**Text provided**

Intense crime drama tells the story of John (Josh Stewart) and Rosie (Alex Essoe from Starry Eyes and Tales Of Halloween) who live in the rural town of Cutter, Mississippi and work for drug runners. They plan to do one more job and when they collect their money, they plan to make a run for Mexico and an early retirement. When John returns after a job and finds Rosie missing, he suspects his odd neighbor Troy (comedian Bill Engvall) who seemed to be quite taken with his pretty girlfriend. When John sneaks into Troy’s house, he discovers his neighbor has been engaging in far worse activities than he could ever have imagined…and he may not get back out alive.

Writer/director Marcus Dunstan (the Saw series, the Collector movies) crafts a lean and mean thriller about bad people going up against far worse people in a small backwoods town in rural Mississippi. It does share some similarities with the recent Don’t Breathe, but is it’s own movie and aside from criminal types, who are looking to make a better life for themselves, being trapped in a house by psychotics, that’s where the similarities end. Dunstan gets his story started quite quickly, but not too quick that we don’t get to know John and Rosie a bit, and keeps the intensity cranked till the very last frames. We find ourselves rooting for John, even though he is not a good person, because Dunstan is able to make Troy and his boys a lot creepier. Add in a corrupt cop (Jaqueline Fleming) who already has it in for John and you have solid reasons to get behind our anti-hero couple. There is some graphic violence, but unlike his torture heavy Collector and Saw films, Dunstan uses it sparingly, so it is vicious and effective when it happens. The director does have a good visual eye and stages the action fast and furious with some nice suspense in-between the bullets and beatings. The tension is thick at times and while the climax may conveniently wrap things up, it is quite satisfying. There is some crisp cinematography from Eric Leach and a really cool score by Charlie Clouser.

**Records shown**
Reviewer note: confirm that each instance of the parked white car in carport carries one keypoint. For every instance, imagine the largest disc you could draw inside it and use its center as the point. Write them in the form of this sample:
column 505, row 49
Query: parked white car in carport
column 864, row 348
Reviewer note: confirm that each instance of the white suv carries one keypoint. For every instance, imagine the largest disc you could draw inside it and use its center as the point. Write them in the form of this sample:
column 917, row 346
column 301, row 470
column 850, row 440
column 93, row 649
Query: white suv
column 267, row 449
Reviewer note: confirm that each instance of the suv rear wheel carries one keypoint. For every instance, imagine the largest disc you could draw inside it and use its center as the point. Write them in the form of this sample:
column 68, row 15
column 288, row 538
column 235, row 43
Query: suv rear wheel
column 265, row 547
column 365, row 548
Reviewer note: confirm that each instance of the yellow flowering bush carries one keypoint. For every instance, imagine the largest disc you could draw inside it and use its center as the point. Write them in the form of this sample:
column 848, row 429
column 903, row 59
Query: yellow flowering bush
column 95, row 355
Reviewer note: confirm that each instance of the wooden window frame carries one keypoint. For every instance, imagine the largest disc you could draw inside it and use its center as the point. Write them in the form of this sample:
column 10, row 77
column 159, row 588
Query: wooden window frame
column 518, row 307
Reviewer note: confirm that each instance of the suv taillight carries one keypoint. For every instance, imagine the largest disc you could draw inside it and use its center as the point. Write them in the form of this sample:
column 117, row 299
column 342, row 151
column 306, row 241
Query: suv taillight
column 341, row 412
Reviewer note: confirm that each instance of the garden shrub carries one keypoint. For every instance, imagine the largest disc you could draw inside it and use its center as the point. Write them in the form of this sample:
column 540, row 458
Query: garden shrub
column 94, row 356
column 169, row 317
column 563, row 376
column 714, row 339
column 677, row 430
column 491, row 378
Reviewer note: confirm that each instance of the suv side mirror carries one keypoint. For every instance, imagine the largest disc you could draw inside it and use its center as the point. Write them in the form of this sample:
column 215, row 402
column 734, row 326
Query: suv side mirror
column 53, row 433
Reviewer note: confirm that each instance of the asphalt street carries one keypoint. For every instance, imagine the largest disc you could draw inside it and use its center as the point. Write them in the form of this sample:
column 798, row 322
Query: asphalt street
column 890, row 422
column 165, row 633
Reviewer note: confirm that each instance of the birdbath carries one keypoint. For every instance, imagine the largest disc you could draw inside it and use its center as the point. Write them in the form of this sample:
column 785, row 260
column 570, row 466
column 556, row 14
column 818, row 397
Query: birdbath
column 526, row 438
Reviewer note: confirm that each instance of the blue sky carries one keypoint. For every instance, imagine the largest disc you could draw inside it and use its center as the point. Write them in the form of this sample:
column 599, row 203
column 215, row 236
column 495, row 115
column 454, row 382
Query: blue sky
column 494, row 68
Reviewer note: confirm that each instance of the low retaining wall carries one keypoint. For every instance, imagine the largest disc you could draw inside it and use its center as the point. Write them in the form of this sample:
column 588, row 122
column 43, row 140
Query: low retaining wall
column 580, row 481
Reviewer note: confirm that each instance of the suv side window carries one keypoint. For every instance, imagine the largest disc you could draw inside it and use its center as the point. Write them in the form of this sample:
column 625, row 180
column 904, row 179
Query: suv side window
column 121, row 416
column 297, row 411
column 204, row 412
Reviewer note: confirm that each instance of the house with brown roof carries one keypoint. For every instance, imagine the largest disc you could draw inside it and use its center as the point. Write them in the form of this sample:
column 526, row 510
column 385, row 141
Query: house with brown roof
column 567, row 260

==

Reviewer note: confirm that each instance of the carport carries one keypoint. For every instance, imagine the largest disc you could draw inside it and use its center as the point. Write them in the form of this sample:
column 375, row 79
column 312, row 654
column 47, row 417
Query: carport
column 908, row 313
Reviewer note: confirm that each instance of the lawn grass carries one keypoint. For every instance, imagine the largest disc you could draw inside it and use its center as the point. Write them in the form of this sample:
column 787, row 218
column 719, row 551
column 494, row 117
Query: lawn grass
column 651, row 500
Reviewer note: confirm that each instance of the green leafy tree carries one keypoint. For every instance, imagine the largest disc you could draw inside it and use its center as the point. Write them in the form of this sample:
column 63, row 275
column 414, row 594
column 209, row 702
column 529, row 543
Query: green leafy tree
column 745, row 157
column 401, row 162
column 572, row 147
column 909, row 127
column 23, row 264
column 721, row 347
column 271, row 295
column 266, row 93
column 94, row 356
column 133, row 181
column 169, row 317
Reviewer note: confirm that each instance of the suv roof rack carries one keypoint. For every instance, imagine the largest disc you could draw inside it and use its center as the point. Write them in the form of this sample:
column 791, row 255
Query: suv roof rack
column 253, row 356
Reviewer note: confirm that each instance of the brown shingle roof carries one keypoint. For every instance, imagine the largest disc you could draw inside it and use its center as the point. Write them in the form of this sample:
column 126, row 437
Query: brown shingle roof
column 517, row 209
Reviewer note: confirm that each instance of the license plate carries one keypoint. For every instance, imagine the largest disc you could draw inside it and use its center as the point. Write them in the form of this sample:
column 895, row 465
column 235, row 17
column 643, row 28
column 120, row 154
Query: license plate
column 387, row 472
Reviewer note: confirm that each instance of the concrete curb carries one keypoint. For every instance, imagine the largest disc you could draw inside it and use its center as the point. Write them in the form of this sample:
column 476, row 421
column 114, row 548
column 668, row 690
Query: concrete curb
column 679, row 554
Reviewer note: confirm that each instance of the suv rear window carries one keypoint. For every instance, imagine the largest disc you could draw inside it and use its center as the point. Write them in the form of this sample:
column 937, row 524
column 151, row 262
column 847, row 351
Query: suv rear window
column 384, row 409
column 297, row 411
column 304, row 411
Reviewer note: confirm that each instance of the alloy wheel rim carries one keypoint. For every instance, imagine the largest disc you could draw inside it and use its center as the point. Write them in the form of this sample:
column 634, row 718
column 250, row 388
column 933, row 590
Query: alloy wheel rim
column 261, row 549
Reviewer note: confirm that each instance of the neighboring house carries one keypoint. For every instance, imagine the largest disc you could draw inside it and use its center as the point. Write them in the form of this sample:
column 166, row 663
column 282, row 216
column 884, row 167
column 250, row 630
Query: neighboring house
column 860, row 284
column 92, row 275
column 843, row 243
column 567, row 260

**Tasks for this exercise**
[A] Retype the crime drama review word for word, everything from "Intense crime drama" down to "back out alive.".
[B] According to the crime drama review, who composed the film's score?
[C] Proceed with the crime drama review, picking up after its final sentence.

**Outputs for the tasks**
[A]
Intense crime drama tells the story of John (Josh Stewart) and Rosie (Alex Essoe from Starry Eyes and Tales Of Halloween) who live in the rural town of Cutter, Mississippi and work for drug runners. They plan to do one more job and when they collect their money, they plan to make a run for Mexico and an early retirement. When John returns after a job and finds Rosie missing, he suspects his odd neighbor Troy (comedian Bill Engvall) who seemed to be quite taken with his pretty girlfriend. When John sneaks into Troy’s house, he discovers his neighbor has been engaging in far worse activities than he could ever have imagined…and he may not get back out alive.

[B] Charlie Clouser

[C]
Dunstan also gets good work from a good cast. Despite being a criminal who works for a sleazy drug lord, Josh Stewart makes his John quite likable and embues him with a bit of a heart underneath his criminal activities. His work reminded me of Jane Levy’s Rocky from Don’t Breathe, an anti-hero to root for. I have been a fan of Alex Essoe since her stunning work in Starry Eyes and she is solid again here. She does spend part of the flick as a damsel in distress, but gets to really turn it up in the last act and show another side to a versatile actress we want to keep seeing more of. Her Rosie is a badass when provoked. Bill Engvall makes for a very creepy villain. He gives you chills without going over the top and his subtle yet unnerving Troy is all the more effective because he doesn’t overdo it. A very creepy villain that makes you forget John and Rosie are criminals of a different kind. Jaqueline Fleming is also good as a cop with her own agenda and Luke Edwards and Ronnie Gene Blevins are solid as Troy’s equally creepy sons, Cooper and Harley. Melissa Bolona is also effective as another of Troy and company’s “guests.” 

This little flick took me by surprise. I am not a big fan of the Collector films and never watched Dunstan’s Saw movies, as I was done with that series by then, but this high octane thriller took me a bit by surprise. Sure there are some familiar story elements, but Dunstan uses those elements well and really cranks up the suspense and tension in the last hour, peppering it with moments of brutal violence that don’t overstay their welcome and are very effective because of it. A good cast helps the filmmaker out and overall, cast and crew deliver a solid and engrossing thriller.

-MonsterZero NJ

3 and 1/2 bullets.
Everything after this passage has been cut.